# SET TASK:
Your task is to repeat the entries exactly. Leave the pictures out.

--- GIVEN INFORMATION ---

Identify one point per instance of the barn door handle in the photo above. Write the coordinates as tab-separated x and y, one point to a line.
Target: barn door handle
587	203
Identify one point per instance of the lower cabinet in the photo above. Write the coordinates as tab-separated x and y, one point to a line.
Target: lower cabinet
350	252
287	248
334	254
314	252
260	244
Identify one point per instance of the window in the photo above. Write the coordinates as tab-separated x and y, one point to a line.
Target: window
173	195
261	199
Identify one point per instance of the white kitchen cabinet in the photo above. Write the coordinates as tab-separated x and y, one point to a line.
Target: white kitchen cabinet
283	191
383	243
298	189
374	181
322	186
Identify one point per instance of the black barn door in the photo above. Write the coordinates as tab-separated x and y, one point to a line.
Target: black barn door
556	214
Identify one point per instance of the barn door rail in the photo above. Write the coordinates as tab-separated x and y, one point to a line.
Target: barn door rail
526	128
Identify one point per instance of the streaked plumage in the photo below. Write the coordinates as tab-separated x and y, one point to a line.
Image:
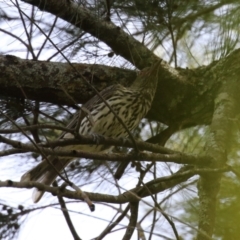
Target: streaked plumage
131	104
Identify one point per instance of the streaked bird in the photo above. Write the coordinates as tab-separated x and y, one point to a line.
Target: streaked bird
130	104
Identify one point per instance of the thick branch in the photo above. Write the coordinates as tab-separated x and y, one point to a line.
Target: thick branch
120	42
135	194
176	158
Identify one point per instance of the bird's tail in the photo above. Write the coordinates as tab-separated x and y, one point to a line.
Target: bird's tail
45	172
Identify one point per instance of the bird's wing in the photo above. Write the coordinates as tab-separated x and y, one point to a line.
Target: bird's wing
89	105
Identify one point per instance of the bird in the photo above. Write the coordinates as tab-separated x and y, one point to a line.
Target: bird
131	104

---

# SOLUTION TO THIS TASK:
Identify one point per instance of the barn door handle in the photo above. Write the coordinates as tab-separated x and y, one point to a line.
Target: barn door handle
587	203
Identify one point per instance of the lower cabinet in the photo above. Write the coordinates as tab-separated x and y, one point to a line.
Target: lower cabinet
350	252
287	248
334	254
314	252
260	244
Identify one point per instance of the window in the photo above. Write the coordinates as tab-separated x and y, one point to a line.
Target: window
173	195
261	199
Identify one point per instance of the white kitchen cabinet in the photo above. Write the coordinates as tab-separated x and y, one point to a line.
Target: white kitchen cabinet
283	191
383	243
298	189
374	181
322	186
Identify one point per instance of the black barn door in the photo above. Write the coordinates as tab-separated x and y, one point to a line.
Target: black barn door
556	214
Identify one point per instance of the barn door rail in the photo above. Write the coordinates as tab-separated x and y, one point to a line.
Target: barn door rail
526	128
Identify one point per instance of the streaked plumage in the photo below. Write the coordinates as tab-separated x and y, one point to a line.
Image:
Target: streaked plumage
131	104
Identify one point per instance of the streaked bird in the photo above. Write the coordinates as tab-separated x and y, one point to a line.
Target: streaked bird
130	104
Identify one point per instance of the thick branch in the photo above. Write the coordinates as tab-separated x and y, one point to a line.
Target: thick branch
120	42
135	194
176	158
Identify one point per instance of the bird's tail in the photo above. Write the coordinates as tab-separated x and y, one point to a line.
Target: bird's tail
45	172
Identify one point per instance of the bird's wing in the photo above. Write the coordinates as tab-separated x and y, one point to a line.
Target: bird's wing
89	105
Identify one point per instance of the bird in the photo above. Write the coordinates as tab-separated x and y, one point to a line.
Target: bird
131	104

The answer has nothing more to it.